A new study reports that sleeping pills, even after their effects should have worn off, may raise the risk of an accident as much as having too much to drink.
Researchers at the University of Washington’s School of Pharmacy studied the medical and driving records of people who took any one of the three popular sleeping aids between 2003 and 2008 and found they had anywhere between a 25% and three times higher risk of being involved in an accident while driving, according to an NBC News report.
The study found that people who took Restoril had a 27% higher risk of being involved in a crash over the five years studied. People who took trazodone, or Desyrel, had nearly double the risk, and Ambien users had the highest risk—they were more than twice as likely as nonusers to have a car crash over the five years, the article notes.
“These risk estimates are equivalent to blood alcohol concentration levels between 0.06% and 0.11%,” the researchers wrote. The legal limit in the United States for blood alcohol is 0.08%.
These drugs stay in the blood for a long time, researchers say. “And so, they can have a variety of impacts on risk of crash, including people waking up in the middle of night without knowing it and driving, or waking up in the morning and driving to work and being slightly impaired by the medication still,” says Ryan Hansen, who led the study. “These drugs can make you slow to react to complex situations in driving.”
At least 8.6 million Americans take prescription sleeping pills and between 50 million and 70 million Americans suffer from sleep disorders or sleep deprivation, according to the Institute of Medicine.

**DATASET ENTRIES:**
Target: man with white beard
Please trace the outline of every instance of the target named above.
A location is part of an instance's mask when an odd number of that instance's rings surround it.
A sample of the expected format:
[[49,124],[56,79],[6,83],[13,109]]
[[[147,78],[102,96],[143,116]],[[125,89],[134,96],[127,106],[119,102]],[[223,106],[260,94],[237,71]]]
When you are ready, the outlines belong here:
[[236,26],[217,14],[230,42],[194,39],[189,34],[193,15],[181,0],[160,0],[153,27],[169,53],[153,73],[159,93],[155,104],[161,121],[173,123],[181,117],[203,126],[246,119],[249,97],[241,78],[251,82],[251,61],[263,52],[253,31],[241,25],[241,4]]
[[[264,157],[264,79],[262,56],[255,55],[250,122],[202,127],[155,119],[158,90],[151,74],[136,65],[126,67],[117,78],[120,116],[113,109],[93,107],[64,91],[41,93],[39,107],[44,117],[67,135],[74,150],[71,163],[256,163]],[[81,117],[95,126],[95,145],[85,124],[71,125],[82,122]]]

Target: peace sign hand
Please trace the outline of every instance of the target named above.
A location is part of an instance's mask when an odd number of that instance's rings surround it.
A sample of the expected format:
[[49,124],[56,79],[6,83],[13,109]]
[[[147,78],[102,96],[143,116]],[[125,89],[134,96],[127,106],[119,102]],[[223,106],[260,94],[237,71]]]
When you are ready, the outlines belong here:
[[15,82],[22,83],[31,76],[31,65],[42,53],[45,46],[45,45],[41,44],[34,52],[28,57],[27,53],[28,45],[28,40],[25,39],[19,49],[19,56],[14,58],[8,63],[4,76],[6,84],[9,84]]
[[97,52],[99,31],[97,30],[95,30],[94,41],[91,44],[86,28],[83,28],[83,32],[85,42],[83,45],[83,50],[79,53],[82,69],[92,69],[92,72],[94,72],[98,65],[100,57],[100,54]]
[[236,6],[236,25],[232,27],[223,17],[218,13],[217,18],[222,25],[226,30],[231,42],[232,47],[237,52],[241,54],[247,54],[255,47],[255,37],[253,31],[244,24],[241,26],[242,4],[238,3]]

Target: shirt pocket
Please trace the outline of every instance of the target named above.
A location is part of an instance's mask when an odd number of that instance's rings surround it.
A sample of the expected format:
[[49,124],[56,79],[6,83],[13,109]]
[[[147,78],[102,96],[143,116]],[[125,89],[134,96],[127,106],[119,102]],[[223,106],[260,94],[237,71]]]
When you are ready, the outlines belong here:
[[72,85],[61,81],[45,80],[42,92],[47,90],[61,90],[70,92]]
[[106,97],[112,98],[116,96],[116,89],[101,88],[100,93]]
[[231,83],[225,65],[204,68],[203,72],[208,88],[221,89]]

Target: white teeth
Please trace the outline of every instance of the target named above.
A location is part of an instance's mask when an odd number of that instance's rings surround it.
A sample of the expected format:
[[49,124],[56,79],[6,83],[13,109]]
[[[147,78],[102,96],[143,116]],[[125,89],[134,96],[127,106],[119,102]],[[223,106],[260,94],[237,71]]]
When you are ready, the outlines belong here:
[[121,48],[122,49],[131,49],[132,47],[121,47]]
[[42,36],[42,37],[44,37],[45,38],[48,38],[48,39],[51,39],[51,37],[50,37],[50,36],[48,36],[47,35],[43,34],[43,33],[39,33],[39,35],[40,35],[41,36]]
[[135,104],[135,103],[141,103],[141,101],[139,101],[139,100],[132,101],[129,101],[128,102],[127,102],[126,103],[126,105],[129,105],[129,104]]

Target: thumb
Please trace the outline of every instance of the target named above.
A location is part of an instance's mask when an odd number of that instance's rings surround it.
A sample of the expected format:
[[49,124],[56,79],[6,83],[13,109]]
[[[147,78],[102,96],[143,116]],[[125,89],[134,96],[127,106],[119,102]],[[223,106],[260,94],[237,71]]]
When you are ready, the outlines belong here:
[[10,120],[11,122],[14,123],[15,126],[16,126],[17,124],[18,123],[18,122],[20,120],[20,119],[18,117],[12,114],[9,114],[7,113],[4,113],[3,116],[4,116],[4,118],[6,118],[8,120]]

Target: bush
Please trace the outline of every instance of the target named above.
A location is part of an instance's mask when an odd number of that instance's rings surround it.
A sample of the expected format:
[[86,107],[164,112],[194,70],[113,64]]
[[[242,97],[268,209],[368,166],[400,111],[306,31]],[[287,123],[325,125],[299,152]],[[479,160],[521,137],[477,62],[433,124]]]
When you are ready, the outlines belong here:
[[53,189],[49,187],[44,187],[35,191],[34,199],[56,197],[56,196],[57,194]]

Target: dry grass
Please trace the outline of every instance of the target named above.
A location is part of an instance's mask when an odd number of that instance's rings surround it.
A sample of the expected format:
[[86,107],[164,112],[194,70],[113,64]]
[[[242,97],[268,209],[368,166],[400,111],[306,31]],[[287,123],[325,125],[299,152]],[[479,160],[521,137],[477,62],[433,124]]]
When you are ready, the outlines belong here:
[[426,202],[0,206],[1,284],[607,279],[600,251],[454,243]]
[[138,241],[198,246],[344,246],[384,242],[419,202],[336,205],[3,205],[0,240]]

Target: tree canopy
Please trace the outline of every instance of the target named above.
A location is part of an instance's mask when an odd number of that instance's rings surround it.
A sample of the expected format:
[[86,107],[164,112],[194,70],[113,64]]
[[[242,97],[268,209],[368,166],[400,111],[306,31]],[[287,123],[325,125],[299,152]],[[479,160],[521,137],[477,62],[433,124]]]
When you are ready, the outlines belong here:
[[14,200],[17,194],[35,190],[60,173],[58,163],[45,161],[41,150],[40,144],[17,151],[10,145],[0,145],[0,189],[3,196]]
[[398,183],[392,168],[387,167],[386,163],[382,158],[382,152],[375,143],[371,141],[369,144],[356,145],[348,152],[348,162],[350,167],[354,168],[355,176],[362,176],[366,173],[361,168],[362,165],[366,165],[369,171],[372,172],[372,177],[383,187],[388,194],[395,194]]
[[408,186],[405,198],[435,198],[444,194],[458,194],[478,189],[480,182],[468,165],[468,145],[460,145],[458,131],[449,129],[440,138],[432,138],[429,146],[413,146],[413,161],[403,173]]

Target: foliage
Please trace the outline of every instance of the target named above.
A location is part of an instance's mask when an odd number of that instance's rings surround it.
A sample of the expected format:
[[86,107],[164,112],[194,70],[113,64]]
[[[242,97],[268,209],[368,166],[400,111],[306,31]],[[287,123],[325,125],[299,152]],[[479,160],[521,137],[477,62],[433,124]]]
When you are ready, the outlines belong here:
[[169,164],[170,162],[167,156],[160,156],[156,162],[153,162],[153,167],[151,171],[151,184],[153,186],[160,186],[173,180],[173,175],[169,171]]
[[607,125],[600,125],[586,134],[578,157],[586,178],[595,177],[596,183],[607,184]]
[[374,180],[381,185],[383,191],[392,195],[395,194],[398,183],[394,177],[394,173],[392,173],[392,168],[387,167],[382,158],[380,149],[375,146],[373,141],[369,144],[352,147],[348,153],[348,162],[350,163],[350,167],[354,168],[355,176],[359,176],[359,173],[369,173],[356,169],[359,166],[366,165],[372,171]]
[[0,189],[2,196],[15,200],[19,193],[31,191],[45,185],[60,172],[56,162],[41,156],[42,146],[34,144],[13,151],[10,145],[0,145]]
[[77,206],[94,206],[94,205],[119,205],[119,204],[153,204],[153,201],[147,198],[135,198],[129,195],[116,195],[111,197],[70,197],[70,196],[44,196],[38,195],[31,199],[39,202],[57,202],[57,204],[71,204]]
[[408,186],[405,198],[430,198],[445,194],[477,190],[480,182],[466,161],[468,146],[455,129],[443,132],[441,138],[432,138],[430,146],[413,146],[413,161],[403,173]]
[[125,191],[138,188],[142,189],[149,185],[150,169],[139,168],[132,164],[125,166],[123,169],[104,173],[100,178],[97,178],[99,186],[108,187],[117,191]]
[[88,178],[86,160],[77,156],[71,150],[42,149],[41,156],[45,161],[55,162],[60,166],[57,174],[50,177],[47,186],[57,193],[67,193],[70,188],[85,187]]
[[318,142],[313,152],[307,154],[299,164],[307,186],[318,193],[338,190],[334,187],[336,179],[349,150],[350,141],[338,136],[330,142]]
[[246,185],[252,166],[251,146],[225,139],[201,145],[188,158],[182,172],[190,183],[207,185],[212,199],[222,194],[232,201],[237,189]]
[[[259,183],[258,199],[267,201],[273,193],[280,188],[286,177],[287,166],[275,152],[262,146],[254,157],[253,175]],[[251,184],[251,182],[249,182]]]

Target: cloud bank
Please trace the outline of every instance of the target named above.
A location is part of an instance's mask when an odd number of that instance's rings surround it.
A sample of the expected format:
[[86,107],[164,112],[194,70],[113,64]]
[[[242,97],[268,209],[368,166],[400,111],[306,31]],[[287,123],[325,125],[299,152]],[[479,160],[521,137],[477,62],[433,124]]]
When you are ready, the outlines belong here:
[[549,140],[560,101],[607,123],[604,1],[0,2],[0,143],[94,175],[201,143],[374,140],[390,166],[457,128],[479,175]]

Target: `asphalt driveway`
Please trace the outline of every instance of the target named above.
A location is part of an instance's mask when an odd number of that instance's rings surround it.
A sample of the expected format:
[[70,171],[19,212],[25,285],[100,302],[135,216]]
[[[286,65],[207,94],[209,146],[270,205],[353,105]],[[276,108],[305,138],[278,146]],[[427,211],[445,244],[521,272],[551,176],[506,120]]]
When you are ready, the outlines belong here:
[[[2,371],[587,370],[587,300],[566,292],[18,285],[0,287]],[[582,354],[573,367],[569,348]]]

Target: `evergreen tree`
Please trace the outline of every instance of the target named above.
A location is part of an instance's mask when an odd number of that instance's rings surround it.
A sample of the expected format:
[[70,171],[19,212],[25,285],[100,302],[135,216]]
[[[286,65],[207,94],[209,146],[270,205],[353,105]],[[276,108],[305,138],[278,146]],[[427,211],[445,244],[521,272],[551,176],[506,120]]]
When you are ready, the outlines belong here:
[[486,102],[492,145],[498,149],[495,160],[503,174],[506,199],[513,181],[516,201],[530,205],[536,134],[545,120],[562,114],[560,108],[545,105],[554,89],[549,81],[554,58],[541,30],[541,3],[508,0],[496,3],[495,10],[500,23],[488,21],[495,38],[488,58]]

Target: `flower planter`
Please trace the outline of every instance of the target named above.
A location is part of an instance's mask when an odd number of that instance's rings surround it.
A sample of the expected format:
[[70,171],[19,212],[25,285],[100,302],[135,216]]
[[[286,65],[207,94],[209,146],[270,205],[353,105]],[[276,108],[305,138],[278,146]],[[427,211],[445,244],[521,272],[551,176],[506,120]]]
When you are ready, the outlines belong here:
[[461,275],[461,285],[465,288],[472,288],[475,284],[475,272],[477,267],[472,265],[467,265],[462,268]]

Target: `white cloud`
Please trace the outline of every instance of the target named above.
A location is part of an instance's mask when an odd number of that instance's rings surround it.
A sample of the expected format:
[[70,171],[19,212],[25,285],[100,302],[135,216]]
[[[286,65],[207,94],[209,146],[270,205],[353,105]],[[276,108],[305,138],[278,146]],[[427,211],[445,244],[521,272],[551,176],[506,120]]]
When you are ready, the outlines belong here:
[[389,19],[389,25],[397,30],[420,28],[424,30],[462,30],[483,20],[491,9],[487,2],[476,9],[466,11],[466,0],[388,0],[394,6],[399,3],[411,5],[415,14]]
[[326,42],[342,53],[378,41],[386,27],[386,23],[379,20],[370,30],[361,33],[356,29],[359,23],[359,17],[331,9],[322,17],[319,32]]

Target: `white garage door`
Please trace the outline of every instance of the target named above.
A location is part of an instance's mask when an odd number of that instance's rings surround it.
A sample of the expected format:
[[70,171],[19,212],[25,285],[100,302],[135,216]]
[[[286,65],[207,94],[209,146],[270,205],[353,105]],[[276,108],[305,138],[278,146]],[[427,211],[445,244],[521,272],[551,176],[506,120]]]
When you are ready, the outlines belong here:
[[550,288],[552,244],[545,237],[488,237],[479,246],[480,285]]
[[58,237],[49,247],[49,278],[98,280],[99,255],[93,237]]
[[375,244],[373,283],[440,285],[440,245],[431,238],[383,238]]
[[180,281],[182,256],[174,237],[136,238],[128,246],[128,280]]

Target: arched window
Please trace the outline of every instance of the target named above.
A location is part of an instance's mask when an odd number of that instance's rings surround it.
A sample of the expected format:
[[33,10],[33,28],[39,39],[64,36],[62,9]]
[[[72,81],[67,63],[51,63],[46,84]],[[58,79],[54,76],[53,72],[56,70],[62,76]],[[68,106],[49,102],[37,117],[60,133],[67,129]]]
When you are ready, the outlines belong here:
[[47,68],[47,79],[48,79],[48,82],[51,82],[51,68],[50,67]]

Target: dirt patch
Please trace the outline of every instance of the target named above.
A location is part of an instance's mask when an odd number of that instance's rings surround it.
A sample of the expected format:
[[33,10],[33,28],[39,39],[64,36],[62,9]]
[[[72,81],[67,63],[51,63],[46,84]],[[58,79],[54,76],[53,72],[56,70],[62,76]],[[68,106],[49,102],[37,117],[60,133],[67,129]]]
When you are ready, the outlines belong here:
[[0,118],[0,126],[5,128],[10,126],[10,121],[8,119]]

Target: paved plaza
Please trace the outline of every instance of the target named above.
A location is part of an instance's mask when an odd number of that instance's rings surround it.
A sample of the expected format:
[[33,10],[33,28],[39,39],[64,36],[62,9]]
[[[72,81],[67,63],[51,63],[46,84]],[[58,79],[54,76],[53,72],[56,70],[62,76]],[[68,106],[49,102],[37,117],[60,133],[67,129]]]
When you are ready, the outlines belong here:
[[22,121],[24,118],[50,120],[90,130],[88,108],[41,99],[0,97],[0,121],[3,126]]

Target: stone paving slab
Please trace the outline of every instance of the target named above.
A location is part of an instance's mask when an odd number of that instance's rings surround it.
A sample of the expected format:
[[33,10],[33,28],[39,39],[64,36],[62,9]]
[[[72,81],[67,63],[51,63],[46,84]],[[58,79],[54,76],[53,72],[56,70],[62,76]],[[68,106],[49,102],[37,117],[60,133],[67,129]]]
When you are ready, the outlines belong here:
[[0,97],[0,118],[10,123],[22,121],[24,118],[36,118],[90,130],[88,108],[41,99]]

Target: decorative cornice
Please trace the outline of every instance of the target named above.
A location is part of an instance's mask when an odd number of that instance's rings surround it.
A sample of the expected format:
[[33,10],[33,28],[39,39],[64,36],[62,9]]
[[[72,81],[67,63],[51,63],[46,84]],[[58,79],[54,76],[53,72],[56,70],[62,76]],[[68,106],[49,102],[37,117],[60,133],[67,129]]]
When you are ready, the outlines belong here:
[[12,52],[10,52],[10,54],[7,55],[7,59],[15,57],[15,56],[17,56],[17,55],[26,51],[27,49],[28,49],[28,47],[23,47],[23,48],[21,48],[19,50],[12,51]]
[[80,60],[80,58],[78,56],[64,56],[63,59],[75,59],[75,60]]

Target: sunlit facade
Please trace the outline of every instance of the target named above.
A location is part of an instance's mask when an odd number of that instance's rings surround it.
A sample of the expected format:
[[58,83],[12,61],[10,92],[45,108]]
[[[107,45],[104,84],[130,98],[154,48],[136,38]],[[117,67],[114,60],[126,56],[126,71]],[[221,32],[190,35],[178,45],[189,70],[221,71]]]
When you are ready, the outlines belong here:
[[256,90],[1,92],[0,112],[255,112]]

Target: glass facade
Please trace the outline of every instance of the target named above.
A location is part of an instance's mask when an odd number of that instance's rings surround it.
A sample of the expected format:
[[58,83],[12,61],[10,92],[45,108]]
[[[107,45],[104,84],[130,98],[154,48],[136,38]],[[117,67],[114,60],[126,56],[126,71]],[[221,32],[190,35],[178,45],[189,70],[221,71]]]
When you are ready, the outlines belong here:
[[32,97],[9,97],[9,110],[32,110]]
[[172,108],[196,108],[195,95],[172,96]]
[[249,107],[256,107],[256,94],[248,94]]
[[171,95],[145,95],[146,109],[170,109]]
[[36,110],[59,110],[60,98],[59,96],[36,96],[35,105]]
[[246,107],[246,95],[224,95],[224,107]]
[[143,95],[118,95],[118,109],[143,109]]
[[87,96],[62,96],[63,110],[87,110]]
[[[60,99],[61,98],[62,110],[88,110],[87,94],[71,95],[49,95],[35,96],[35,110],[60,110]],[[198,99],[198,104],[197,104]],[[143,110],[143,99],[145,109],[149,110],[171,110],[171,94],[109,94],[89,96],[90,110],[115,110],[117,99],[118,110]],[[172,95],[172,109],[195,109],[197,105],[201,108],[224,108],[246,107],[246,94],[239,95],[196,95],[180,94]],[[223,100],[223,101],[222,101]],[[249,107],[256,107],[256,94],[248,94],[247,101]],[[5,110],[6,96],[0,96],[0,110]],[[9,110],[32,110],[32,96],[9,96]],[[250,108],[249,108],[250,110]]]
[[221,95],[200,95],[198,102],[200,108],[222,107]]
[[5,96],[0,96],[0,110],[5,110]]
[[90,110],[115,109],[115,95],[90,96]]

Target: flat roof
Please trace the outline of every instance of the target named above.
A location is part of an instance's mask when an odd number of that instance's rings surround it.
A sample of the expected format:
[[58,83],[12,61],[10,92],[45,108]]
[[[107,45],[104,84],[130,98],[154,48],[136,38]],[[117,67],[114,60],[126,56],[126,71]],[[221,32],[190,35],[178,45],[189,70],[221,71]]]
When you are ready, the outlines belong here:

**TASK 1:**
From the article on sleeping pills and crash risk, reproduce word for word the passage between "The study found" and "the article notes.", inclusive.
**TASK 2:**
Using the article on sleeping pills and crash risk, answer yes or no to each statement and quote the deciding words: (a) Of the three drugs, Ambien users had the highest crash risk. (b) The legal blood alcohol limit in the United States is 0.11%. (c) The researchers studied records from 2003 to 2008.

**TASK RESULT 1:**
The study found that people who took Restoril had a 27% higher risk of being involved in a crash over the five years studied. People who took trazodone, or Desyrel, had nearly double the risk, and Ambien users had the highest risk—they were more than twice as likely as nonusers to have a car crash over the five years, the article notes.

**TASK RESULT 2:**
(a) Yes: "Ambien users had the highest risk"
(b) No: "The legal limit in the United States for blood alcohol is 0.08%."
(c) Yes: "between 2003 and 2008"